REQUIRED ACTION>
Return, word for word, the part of the text on preparing for travel during pregnancy from "- Check medical" to "or ill neonates.".

EXCERPTED TEXT>
------------------------------------
Preparation for Travel during Pregnancy
Once a pregnant woman has decided to travel, a number of issues need to be considered before her departure.
- An intrauterine pregnancy should be confirmed by a clinician and ectopic pregnancy excluded before beginning any travel.
- General health insurance policies may or may not provide coverage while abroad and during pregnancy. Pregnant travelers should inquire about what their health insurance policies cover, and if needed, obtain a supplemental policy for their trip. Many supplemental travel insurance policies and a prepaid medical evacuation insurance policies do not cover pregnancy-related problems, so this issue should be clarified before obtaining a policy.
- Check medical facilities at the destination. For a woman in the last trimester, medical facilities should be able to manage complications of pregnancy, toxemia, cesarean sections, and premature or ill neonates.
- Determine beforehand whether prenatal care will be required while abroad and who will provide it. The pregnant traveler should make sure she does not miss prenatal visits requiring specific timing.
------------------------------------
Point-per-instance localization data
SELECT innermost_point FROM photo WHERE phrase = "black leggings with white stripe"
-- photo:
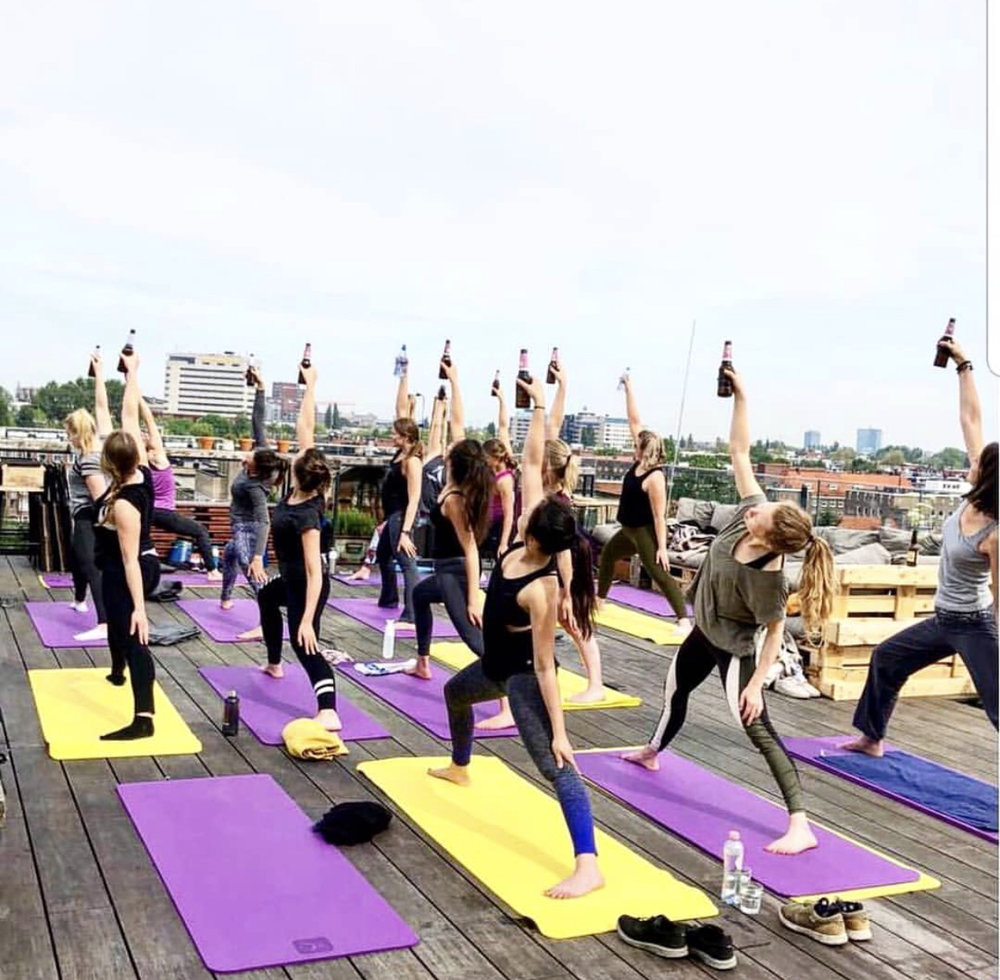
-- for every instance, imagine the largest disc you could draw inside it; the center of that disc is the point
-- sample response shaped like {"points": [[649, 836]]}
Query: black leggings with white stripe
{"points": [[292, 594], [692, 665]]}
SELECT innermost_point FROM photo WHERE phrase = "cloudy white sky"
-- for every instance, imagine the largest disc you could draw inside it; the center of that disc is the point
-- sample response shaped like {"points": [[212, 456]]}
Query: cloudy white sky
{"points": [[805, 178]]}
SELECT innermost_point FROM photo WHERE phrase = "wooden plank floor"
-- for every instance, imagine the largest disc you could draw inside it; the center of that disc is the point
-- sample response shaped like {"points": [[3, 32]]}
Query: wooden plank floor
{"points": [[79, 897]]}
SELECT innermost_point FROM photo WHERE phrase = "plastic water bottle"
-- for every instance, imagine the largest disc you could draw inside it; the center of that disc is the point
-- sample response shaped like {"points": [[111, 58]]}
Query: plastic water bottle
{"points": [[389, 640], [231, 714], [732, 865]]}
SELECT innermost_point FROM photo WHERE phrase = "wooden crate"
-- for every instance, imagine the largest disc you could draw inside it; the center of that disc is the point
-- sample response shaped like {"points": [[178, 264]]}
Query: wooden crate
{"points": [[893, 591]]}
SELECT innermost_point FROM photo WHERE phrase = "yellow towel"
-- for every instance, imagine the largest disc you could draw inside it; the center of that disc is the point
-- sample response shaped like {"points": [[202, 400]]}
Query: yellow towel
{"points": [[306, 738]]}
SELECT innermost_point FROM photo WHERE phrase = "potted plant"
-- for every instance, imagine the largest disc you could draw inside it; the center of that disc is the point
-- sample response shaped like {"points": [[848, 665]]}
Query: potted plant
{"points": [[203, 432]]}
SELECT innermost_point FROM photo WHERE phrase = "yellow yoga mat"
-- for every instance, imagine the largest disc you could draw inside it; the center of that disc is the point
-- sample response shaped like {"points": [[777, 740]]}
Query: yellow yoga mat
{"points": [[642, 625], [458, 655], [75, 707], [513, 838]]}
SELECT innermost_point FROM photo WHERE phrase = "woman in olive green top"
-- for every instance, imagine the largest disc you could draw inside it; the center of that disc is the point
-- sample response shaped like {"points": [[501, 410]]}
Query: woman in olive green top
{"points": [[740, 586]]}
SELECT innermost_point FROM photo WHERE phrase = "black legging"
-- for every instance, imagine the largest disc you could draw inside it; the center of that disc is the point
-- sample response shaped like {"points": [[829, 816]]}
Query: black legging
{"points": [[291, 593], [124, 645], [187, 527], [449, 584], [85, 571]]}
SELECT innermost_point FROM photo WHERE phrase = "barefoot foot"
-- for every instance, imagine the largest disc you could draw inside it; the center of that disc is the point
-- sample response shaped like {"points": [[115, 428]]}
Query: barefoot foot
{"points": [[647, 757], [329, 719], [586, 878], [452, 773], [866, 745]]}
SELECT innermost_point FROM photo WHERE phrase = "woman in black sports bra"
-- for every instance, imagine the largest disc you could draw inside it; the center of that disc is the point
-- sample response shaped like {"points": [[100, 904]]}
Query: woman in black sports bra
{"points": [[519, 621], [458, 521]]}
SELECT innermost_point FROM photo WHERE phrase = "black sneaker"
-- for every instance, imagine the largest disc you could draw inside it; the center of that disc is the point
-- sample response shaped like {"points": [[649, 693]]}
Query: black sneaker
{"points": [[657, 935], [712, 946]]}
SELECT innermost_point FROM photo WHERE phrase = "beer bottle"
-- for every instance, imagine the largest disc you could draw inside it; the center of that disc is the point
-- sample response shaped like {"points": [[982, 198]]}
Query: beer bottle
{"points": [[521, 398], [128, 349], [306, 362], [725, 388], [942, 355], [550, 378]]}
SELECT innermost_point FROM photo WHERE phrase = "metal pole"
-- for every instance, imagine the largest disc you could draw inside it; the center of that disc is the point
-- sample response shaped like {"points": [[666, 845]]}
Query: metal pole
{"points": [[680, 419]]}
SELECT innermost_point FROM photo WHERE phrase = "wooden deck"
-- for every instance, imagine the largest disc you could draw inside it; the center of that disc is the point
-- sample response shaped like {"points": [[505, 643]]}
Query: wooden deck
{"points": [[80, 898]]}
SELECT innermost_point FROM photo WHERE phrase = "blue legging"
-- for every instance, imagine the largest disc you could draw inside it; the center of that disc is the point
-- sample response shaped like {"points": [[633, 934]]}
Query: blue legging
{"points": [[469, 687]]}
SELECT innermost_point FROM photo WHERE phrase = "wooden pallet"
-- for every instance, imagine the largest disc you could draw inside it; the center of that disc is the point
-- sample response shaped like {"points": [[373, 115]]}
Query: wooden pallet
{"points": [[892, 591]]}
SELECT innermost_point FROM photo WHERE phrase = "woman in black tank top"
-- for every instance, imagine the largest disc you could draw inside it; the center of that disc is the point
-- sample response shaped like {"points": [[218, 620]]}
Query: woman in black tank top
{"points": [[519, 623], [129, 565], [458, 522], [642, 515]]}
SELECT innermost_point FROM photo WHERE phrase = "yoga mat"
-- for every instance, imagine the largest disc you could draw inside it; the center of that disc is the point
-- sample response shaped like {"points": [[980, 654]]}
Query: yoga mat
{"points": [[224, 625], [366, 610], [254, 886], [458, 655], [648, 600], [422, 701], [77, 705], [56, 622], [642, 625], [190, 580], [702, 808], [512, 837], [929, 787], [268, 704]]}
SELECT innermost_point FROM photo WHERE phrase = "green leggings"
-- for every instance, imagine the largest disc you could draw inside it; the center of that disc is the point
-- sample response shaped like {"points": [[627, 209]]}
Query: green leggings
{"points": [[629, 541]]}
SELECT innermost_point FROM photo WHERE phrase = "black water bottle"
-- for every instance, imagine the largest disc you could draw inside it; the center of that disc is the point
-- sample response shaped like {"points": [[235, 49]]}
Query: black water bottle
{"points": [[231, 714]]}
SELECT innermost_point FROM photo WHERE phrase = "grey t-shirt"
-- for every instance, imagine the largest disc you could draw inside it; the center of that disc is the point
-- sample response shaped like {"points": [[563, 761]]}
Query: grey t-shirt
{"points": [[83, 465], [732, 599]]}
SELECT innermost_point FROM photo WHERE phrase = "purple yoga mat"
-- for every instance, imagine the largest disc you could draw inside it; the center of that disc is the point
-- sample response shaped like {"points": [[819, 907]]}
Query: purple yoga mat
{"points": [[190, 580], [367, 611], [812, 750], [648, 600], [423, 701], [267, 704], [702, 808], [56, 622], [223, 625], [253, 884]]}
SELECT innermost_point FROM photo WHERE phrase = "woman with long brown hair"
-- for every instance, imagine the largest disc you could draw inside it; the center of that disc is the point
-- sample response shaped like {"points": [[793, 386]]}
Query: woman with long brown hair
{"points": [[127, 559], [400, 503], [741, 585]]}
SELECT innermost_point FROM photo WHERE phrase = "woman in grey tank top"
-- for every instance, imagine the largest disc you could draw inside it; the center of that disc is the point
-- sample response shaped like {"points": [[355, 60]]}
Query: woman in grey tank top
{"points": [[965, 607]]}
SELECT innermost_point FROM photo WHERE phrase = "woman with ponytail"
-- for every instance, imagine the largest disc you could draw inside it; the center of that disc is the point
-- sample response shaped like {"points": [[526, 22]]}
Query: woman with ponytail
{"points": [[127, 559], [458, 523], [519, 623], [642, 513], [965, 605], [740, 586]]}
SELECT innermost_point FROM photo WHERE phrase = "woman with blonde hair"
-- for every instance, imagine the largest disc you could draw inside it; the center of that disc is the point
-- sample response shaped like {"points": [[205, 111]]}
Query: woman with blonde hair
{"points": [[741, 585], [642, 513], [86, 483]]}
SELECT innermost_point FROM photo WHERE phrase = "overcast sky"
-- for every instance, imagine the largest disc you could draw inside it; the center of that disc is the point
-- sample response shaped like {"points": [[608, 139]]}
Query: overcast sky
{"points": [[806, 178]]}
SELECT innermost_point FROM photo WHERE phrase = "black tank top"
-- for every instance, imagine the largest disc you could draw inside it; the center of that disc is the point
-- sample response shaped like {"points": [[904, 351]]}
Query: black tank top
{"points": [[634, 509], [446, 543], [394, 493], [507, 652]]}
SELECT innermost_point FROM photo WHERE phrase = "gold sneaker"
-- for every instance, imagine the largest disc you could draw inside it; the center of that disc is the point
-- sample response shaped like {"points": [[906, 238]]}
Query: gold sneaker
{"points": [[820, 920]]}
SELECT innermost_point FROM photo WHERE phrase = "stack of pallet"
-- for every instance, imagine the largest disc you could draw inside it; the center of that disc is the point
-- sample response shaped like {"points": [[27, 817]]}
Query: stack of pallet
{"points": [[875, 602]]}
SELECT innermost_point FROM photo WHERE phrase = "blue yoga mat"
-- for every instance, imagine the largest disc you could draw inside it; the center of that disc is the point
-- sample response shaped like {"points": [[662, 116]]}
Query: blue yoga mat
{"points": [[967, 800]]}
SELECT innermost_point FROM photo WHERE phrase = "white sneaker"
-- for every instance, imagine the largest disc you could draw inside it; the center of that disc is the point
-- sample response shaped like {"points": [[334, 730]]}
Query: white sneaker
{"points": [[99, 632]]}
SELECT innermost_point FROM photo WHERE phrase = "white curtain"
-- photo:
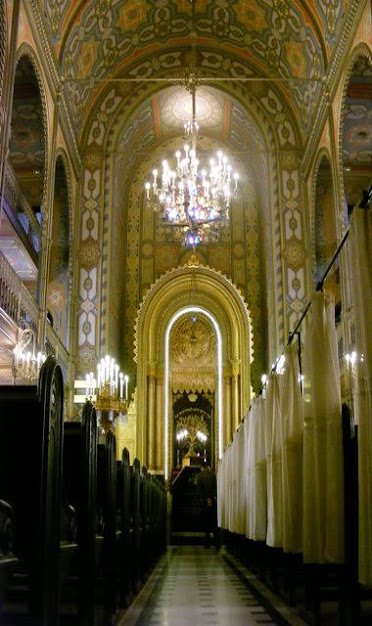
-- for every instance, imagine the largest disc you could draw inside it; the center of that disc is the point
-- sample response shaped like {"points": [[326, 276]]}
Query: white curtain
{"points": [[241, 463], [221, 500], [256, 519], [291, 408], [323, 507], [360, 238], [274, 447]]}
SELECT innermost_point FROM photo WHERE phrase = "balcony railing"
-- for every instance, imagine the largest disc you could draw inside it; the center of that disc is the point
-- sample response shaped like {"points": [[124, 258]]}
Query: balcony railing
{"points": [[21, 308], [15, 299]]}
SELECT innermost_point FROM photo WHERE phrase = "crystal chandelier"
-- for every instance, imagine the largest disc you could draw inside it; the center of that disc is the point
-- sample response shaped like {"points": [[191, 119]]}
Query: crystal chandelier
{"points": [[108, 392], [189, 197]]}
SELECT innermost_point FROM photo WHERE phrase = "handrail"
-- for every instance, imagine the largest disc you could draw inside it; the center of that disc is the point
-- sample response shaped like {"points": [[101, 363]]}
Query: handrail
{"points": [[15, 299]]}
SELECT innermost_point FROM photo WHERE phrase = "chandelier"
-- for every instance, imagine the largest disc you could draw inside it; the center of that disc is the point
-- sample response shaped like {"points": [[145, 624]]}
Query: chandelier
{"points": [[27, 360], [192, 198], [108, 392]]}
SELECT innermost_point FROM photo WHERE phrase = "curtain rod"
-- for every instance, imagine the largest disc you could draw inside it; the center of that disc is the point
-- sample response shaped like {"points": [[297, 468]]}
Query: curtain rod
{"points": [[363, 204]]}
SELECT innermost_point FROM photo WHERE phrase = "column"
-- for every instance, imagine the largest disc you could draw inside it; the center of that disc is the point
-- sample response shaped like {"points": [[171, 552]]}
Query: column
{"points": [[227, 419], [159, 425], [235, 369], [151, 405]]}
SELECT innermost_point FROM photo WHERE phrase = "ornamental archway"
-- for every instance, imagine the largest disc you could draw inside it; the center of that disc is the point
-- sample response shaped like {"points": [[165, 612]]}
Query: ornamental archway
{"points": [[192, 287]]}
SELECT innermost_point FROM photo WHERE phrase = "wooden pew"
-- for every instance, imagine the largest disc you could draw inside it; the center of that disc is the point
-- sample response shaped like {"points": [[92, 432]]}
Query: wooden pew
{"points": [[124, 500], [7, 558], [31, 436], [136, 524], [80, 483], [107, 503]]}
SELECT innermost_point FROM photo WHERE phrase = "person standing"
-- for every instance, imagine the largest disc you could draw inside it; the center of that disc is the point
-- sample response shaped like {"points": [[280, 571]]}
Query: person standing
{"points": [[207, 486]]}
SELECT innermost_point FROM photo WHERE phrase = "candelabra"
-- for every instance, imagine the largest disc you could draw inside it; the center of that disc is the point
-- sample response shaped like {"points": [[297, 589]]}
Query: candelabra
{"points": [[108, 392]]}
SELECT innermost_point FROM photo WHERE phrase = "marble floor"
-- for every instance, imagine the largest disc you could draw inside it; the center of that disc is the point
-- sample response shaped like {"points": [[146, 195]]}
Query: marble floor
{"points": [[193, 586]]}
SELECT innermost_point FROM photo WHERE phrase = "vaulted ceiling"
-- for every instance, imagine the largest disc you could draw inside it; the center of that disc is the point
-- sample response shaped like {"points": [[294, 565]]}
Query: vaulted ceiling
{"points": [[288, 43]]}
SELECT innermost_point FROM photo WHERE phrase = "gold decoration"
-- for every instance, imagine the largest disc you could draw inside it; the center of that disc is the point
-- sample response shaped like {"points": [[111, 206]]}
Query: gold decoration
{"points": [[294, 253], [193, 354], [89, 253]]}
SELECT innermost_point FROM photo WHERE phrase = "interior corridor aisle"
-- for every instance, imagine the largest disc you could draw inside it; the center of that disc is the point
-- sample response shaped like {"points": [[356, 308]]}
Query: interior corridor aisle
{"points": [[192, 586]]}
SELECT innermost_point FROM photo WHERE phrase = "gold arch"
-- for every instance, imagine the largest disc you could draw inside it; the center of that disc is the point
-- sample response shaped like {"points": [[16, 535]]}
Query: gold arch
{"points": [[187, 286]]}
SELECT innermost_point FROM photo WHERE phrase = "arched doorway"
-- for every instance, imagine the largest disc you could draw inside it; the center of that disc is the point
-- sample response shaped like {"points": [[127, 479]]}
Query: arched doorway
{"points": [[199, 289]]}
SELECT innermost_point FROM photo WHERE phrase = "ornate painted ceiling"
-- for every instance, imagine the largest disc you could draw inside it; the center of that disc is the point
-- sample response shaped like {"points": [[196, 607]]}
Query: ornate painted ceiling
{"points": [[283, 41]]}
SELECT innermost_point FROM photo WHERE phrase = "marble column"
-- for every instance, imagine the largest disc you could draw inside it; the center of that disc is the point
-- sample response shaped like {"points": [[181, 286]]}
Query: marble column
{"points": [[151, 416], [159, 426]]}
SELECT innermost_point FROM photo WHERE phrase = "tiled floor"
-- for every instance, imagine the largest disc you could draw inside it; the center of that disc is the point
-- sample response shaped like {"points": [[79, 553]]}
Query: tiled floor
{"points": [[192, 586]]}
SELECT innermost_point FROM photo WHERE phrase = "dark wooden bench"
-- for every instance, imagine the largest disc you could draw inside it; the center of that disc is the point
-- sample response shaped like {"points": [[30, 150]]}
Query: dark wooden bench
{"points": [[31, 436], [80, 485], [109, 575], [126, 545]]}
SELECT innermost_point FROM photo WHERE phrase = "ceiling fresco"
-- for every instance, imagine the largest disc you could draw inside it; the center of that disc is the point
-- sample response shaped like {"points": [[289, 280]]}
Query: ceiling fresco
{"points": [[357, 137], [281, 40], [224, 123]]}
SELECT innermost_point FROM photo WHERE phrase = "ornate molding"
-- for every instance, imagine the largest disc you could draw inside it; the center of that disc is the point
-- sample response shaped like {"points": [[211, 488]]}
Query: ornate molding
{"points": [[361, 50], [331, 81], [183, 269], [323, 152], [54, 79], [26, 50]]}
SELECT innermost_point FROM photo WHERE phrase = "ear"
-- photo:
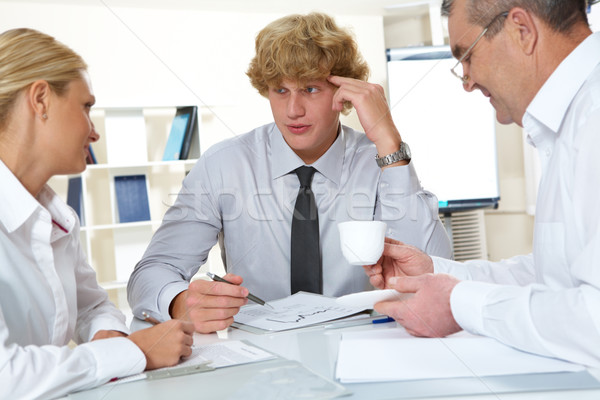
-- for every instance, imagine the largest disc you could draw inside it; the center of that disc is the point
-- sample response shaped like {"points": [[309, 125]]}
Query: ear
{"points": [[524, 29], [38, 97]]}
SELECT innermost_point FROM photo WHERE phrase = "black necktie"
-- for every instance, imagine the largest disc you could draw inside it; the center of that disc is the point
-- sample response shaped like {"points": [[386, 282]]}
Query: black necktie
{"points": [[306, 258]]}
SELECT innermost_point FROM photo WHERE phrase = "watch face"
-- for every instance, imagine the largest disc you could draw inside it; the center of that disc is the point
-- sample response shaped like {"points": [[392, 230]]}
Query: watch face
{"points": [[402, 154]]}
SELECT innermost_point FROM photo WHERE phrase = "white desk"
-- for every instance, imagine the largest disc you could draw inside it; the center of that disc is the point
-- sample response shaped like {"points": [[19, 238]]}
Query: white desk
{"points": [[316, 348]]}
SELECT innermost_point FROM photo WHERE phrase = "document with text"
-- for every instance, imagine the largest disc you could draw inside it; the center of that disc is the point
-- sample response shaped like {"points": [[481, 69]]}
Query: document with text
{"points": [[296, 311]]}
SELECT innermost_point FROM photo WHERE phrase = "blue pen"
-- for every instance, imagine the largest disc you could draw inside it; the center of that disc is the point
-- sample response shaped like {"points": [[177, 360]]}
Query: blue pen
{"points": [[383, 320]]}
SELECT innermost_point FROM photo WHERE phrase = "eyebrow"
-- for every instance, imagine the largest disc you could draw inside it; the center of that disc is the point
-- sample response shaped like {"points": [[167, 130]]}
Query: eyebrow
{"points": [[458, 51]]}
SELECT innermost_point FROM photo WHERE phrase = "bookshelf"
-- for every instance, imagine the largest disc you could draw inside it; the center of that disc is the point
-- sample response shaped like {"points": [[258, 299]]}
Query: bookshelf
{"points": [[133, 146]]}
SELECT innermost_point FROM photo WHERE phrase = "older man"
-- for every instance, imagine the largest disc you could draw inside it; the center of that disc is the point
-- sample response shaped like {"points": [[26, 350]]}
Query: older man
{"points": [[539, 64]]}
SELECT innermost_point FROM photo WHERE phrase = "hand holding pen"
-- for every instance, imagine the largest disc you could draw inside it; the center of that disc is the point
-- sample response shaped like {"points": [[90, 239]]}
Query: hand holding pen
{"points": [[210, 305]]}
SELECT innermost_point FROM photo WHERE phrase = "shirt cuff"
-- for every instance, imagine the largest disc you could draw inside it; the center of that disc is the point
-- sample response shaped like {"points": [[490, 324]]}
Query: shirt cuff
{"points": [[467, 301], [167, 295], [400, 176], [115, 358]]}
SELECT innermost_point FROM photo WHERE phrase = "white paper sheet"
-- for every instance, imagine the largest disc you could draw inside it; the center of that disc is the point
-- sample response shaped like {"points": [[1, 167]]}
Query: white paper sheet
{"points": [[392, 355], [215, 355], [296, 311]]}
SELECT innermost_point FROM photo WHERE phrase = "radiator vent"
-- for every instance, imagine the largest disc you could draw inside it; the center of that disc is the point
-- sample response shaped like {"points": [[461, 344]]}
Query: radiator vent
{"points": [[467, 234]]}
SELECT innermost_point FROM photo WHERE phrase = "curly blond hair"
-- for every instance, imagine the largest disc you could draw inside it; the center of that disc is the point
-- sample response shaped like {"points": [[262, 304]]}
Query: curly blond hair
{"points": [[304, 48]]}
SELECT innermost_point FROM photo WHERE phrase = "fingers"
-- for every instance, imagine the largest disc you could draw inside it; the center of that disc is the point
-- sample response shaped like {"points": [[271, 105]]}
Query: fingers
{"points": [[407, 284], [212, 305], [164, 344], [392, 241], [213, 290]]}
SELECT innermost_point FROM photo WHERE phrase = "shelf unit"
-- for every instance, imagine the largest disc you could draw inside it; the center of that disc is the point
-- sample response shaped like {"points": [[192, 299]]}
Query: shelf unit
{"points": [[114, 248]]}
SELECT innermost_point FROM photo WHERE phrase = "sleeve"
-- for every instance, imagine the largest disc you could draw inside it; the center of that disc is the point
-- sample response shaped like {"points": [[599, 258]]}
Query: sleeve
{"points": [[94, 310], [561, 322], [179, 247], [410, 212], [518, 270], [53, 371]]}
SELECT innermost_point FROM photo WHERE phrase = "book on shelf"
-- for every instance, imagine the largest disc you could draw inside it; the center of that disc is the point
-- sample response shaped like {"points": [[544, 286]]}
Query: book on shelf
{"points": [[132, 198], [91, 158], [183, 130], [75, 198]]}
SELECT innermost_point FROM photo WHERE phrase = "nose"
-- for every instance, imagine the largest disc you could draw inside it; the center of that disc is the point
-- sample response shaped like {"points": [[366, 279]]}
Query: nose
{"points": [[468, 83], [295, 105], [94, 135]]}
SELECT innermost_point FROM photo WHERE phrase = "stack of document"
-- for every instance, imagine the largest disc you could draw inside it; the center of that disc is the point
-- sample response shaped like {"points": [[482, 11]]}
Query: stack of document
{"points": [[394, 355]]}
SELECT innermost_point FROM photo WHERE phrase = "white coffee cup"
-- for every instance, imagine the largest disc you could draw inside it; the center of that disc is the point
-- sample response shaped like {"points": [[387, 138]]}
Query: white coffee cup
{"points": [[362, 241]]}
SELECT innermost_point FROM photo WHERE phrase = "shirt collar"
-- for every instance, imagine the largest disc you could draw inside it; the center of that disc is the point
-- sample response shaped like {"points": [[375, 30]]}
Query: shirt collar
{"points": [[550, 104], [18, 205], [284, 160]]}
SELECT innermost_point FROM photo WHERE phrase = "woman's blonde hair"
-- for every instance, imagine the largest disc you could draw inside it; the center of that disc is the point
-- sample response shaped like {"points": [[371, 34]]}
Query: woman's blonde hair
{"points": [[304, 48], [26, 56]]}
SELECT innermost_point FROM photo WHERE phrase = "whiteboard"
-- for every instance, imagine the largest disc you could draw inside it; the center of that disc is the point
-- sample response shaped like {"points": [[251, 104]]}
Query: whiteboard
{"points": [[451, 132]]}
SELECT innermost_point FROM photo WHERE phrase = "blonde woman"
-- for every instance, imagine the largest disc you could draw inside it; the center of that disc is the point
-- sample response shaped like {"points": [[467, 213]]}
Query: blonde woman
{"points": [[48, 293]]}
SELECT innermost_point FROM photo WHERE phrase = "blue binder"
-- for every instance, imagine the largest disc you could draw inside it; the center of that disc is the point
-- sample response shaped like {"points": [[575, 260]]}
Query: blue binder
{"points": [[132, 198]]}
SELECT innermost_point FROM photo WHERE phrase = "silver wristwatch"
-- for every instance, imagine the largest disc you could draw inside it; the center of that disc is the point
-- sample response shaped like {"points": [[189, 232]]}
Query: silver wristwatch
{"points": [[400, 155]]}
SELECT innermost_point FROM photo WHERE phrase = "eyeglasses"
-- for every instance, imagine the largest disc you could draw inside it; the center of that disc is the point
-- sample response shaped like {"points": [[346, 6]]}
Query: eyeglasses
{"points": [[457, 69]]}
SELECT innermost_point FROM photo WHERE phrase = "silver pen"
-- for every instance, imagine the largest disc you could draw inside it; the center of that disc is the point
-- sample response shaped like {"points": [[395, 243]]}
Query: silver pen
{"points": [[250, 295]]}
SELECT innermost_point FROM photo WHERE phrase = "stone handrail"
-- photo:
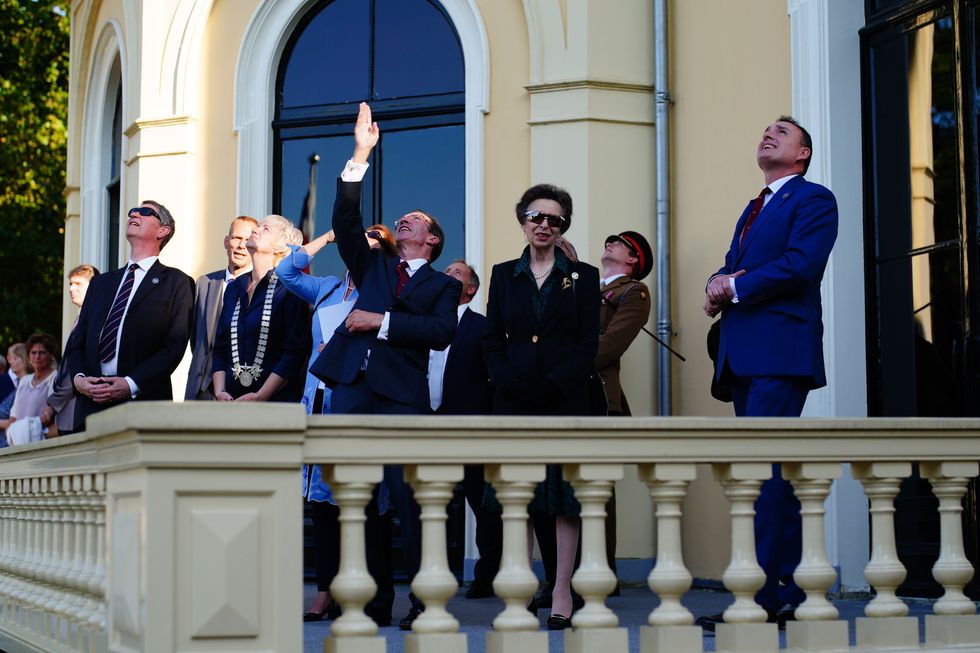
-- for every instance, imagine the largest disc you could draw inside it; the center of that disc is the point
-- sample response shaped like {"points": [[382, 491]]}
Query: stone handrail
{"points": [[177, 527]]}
------------------------------------
RESPONSE TO THIS TASK>
- Check medical facilities at the destination. For a woman in the last trimester, medical facilities should be able to manage complications of pregnancy, toxemia, cesarean sections, and premature or ill neonates.